What you need to do → Write the next part of the passage on Madame de Chevreuse's exile, beginning after its final sentence.

Selected text →

Poor Marie de Rohan! Her heart already bled from many wounds, but this last was the "unkindest cut of all." Her position had indeed become frightful, and calculated to sink her to the lowest depth of despair. No hope of seeing her native land again, her princely chateau, her children, her favourite daughter Charlotte! Deriving scarcely anything from France, deeply in debt, and with credit exhausted, she found herself entirely at the end of her resources. How thoroughly did the banished woman then realise the woes of exile—how hard it is to climb and descend the stranger's stair, experience the hollowness of his promise, and the arrogance of his commiseration. And, finally, as though fated to drain her cup of bitterness to the last drop, to learn that she, her long-loved bosom friend and royal mistress, who owed her, at the very least, a silent fidelity, had openly ranged herself on the side of fortune and Richelieu!

In a condition of mental torture the most acute, resulting from such accumulated misfortune, Madame de Chevreuse remained for several months with no other support than that of her innate high-souled courage. At length, towards the close of that eventful year, the golden grooves of change rung out a joyous paean to gladden the heart of the much-enduring exile. Suddenly Marie—all Europe—heard with a throb that the inscrutable, iron-handed man of all the human race most dreaded alike by States as by individuals, had yielded to a stronger power than his own, and had closed his eyes in death (December 4, 1642). Within a few short months afterwards the King also, whose regal power he had consolidated at such a cost in blood and suffering, followed the great statesman to the tomb; having entrusted the Regency, very much against his will, to the Queen, but controlled by a Council, over which presided as Prime Minister the man most devoted to Richelieu's system—his closest friend, confidant, and creature—Jules Mazarin.

Data block →
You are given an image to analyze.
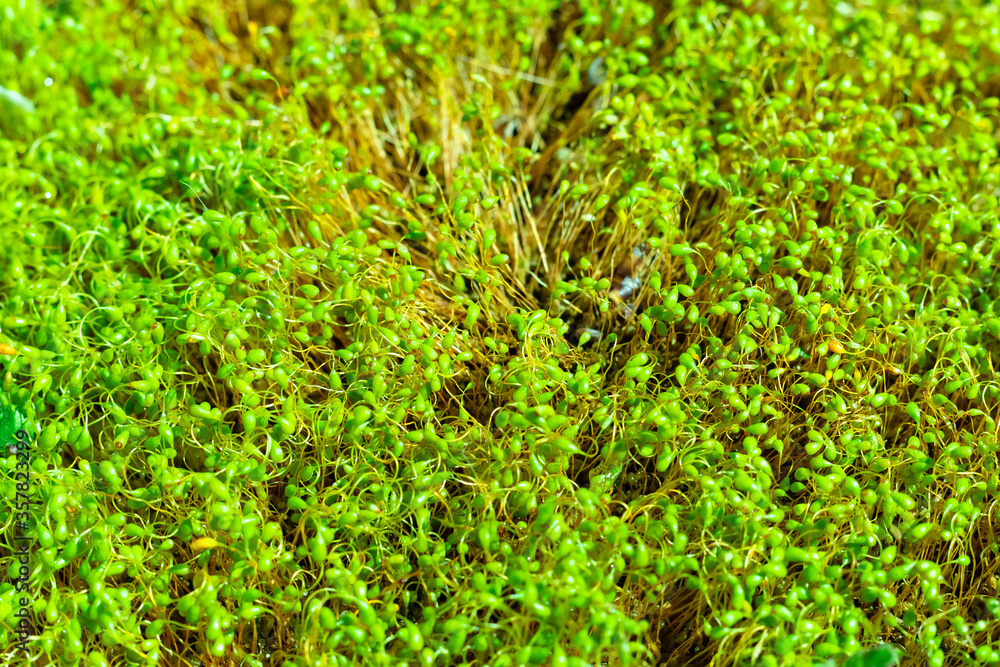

Result of this task →
A passage in the funeral oration on Louis XIII. summed up briefly but significantly the result of Richelieu's gigantic efforts to consolidate the regal power. "Sixty-three kings," it said, "had preceded him in rule of the realm, but he alone had rendered it absolute, and what all collectively had been impotent to achieve in the course of twelve centuries for the grandeur of France, he had accomplished in the short space of thirty-three years." It was against that absolute power incarnate in Richelieu, which from the steps of the throne hurled men to the earth with its bolts rather than governed them, that Mazarin was destined later to encounter the reaction of the Fronde.

Distrustful of leaving Anne of Austria in uncontrolled possession of regal authority, Louis by his last will and testament had placed royalty, including his brother Gaston as lieutenant-general of the realm, in a manner under a commission. And further, Louis did not believe that he could ensure quiet to the State after his death without confirming and perpetuating, so far as in him lay, the perpetual exile of Madame de Chevreuse.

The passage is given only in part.